__WHAT IS NEEDED__: Format every line of the rows below as a single JSON list of strings, one string per line, with blank lines left out.

════════

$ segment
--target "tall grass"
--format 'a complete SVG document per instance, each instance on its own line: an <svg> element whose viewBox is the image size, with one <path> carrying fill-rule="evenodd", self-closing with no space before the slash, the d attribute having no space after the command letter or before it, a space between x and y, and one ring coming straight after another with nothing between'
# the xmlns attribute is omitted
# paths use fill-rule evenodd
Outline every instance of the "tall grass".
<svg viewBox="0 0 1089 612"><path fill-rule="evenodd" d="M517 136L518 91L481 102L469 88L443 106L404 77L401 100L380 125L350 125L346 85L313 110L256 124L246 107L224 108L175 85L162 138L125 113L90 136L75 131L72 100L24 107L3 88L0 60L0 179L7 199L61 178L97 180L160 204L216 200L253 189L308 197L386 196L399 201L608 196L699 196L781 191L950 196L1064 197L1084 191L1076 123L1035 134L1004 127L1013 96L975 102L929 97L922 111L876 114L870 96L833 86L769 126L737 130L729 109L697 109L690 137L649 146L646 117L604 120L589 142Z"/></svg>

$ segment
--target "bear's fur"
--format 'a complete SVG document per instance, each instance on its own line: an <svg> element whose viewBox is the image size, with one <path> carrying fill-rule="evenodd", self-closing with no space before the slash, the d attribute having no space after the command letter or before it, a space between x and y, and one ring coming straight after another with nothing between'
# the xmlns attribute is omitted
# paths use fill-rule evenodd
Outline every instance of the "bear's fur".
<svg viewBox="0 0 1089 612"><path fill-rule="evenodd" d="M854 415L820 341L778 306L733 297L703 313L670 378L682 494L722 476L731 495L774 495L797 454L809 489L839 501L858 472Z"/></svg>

════════

__EXERCISE OUTPUT__:
[
  "$ segment",
  "--target \"tall grass\"",
  "--format 'a complete SVG document per instance, each instance on its own line: an <svg> element whose viewBox is the image size, with one <path> carrying fill-rule=\"evenodd\", self-closing with no space before the slash, the d attribute having no space after the command letter or before it, a space between x and y, and one ring coming straight after another with nothing between'",
  "# the xmlns attribute is omitted",
  "# paths use fill-rule evenodd",
  "Outline every instance of the \"tall grass\".",
  "<svg viewBox=\"0 0 1089 612\"><path fill-rule=\"evenodd\" d=\"M517 136L518 91L481 102L469 88L443 106L404 77L401 100L380 125L350 125L346 85L313 110L256 124L246 107L224 108L175 85L162 138L125 113L90 136L75 131L72 100L24 107L3 88L0 60L0 179L7 199L61 178L97 180L160 204L216 200L253 189L308 197L386 196L399 201L608 196L699 196L781 191L950 196L1064 197L1084 191L1076 123L1035 134L1004 127L1013 96L975 102L929 97L922 111L876 114L870 96L833 86L769 126L737 130L729 109L697 109L690 137L649 146L646 117L604 120L589 142Z\"/></svg>",
  "$ segment",
  "--target \"bear's fur\"",
  "--format 'a complete SVG document per instance, each instance on its own line: an <svg> element whose viewBox is the image size, with one <path> carrying fill-rule=\"evenodd\", self-closing with no space before the slash, the d attribute having no space after the command letter or before it, a space between x and y, and one ring coming straight after another with nothing between'",
  "# the xmlns attribute is omitted",
  "# paths use fill-rule evenodd",
  "Outline every instance of the \"bear's fur\".",
  "<svg viewBox=\"0 0 1089 612\"><path fill-rule=\"evenodd\" d=\"M854 415L820 341L778 306L733 297L703 313L670 378L682 494L722 476L731 495L774 495L797 454L809 489L839 501L858 472Z\"/></svg>"
]